- _Aim_: Display every line of the entries below that contains the string "outline", reproducing each line unchanged.

==== Material ====

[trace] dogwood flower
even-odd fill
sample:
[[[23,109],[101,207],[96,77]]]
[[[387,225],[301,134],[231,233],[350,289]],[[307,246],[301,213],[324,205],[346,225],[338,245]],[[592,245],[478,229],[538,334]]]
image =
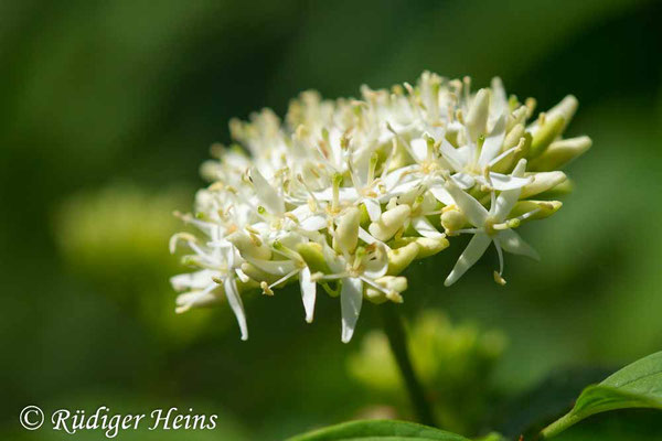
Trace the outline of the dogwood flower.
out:
[[[469,78],[426,72],[360,99],[305,92],[282,120],[268,109],[232,120],[237,143],[213,147],[211,184],[180,215],[197,233],[171,241],[194,269],[171,279],[177,312],[226,301],[246,338],[244,299],[297,283],[306,322],[320,292],[340,297],[346,343],[364,300],[404,301],[403,271],[459,234],[473,237],[446,284],[491,244],[504,283],[503,250],[537,257],[514,228],[558,211],[546,197],[567,189],[557,169],[590,147],[562,137],[576,107],[568,96],[527,122],[534,100],[509,98],[500,79],[473,93]]]

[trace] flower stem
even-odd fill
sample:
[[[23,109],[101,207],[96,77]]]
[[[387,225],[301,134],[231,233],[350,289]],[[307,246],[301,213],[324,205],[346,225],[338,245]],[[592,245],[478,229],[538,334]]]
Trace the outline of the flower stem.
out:
[[[414,406],[416,417],[423,424],[435,426],[431,406],[425,396],[420,381],[416,377],[416,373],[414,372],[414,366],[412,365],[409,351],[407,348],[405,329],[395,308],[394,304],[384,304],[380,306],[384,318],[384,331],[388,337],[391,351],[393,351],[397,366],[405,380],[405,386],[409,392],[409,399]]]

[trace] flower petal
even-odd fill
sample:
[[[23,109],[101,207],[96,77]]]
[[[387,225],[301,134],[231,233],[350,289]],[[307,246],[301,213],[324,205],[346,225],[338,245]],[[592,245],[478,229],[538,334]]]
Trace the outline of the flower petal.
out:
[[[342,342],[349,343],[354,334],[363,303],[363,281],[353,277],[342,279],[340,309],[342,311]]]
[[[423,237],[429,237],[430,239],[444,237],[444,235],[439,233],[425,216],[414,217],[412,219],[412,226]]]
[[[446,190],[452,196],[456,205],[474,227],[482,227],[488,219],[489,213],[473,196],[466,193],[451,181],[446,183]]]
[[[246,261],[274,276],[285,276],[296,268],[295,262],[291,260],[265,260],[246,256]]]
[[[504,229],[499,232],[499,243],[501,244],[501,248],[506,250],[508,252],[512,252],[513,255],[521,255],[531,257],[535,260],[541,260],[541,256],[537,254],[535,249],[520,237],[519,234],[513,232],[512,229]]]
[[[469,190],[476,185],[476,180],[468,173],[456,173],[450,178],[462,190]]]
[[[239,331],[242,332],[242,340],[246,341],[248,340],[246,314],[244,313],[244,303],[242,302],[242,297],[239,295],[239,290],[237,289],[237,283],[234,277],[226,277],[223,280],[223,288],[225,289],[225,298],[227,299],[227,303],[229,303],[229,308],[232,308],[232,311],[237,318]]]
[[[370,219],[372,222],[377,222],[380,219],[380,215],[382,214],[380,202],[372,197],[365,197],[363,200],[363,204],[365,205],[365,209],[367,211]]]
[[[255,186],[255,193],[257,194],[259,203],[263,204],[269,213],[276,215],[285,213],[285,202],[282,201],[282,197],[255,166],[250,169],[250,180]]]
[[[314,313],[317,284],[312,281],[310,268],[305,267],[299,272],[299,284],[301,286],[301,300],[303,301],[303,310],[306,311],[306,321],[311,323]]]
[[[481,256],[488,249],[488,246],[492,239],[484,233],[477,233],[473,235],[465,251],[462,251],[460,258],[458,259],[456,266],[450,271],[450,275],[446,278],[444,284],[446,287],[450,287],[469,268],[473,266],[481,258]]]
[[[439,150],[441,151],[444,159],[448,161],[450,166],[452,166],[456,172],[459,172],[463,169],[463,164],[466,162],[465,159],[458,152],[458,149],[452,147],[452,144],[448,142],[446,138],[441,138]]]
[[[496,120],[494,129],[488,138],[485,138],[482,149],[480,151],[480,158],[478,163],[480,166],[485,166],[492,161],[499,152],[501,152],[501,144],[503,144],[503,138],[505,138],[505,115]]]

====

- _Solution to this task_:
Trace the outline of the dogwood flower.
Trace the outline of the flower stem.
Trace the outline of the flower petal.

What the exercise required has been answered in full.